Task details:
Output the entries below as a two-column CSV with the header entry_text,answer. Give one row per entry, with its text and its answer each in a single double-quoted field and every line break replaced by a space.

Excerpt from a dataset
%%
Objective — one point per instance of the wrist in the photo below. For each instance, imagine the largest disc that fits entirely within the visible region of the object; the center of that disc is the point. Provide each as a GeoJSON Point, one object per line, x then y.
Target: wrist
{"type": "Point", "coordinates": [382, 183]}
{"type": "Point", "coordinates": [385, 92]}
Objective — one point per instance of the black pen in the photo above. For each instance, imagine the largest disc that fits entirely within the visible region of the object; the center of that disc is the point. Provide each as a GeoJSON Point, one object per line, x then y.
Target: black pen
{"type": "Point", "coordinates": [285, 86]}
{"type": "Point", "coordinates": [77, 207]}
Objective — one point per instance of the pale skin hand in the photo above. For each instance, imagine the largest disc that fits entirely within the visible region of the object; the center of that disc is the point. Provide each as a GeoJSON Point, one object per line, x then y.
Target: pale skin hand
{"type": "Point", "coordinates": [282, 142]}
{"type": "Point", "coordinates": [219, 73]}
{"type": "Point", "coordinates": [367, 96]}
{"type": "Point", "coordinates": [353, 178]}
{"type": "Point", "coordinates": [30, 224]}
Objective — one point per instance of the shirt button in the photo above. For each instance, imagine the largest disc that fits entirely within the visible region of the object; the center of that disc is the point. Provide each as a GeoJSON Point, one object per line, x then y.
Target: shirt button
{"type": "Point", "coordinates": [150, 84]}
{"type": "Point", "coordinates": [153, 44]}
%%
The reply:
entry_text,answer
"Objective — one point per instance of the wrist in the photo below. For each instance, imagine the largest disc that fits entirely within the visible region of the object; the center of that disc is the point. Provide each as a GeoJSON Point, one object per line, x then y. Target: wrist","{""type"": ""Point"", ""coordinates"": [382, 183]} {""type"": ""Point"", ""coordinates"": [385, 92]}"
"Objective — one point per instance of the black pen in the photo above. For each instance, imagine the largest disc that fits entirely within the visible region of the object; the center of that disc is the point. Provide each as a GeoJSON Point, one object per line, x then y. Target: black pen","{""type"": ""Point"", ""coordinates"": [285, 86]} {""type"": ""Point"", ""coordinates"": [77, 207]}"
"Objective — one point per instance of the pale skin hand in the photo above. For each instance, imagine the largest disc that fits entirely within the visible region of the object; the center of that disc is the point. Provide each as a GeoJSON Point, one object per line, x then y. Target: pale skin hand","{""type"": ""Point"", ""coordinates"": [282, 142]} {""type"": ""Point"", ""coordinates"": [219, 73]} {""type"": ""Point"", ""coordinates"": [367, 96]} {""type"": ""Point"", ""coordinates"": [353, 178]} {""type"": ""Point"", ""coordinates"": [30, 224]}"
"Objective — one point per instance of the shirt button in the photo above. For each instance, imagine the largest disc that fits entirely within the visible region of the object; the center of that disc is the point. Provide each as a GeoJSON Point, one object per line, x then y. Target: shirt button","{""type"": ""Point"", ""coordinates"": [150, 84]} {""type"": ""Point"", ""coordinates"": [153, 44]}"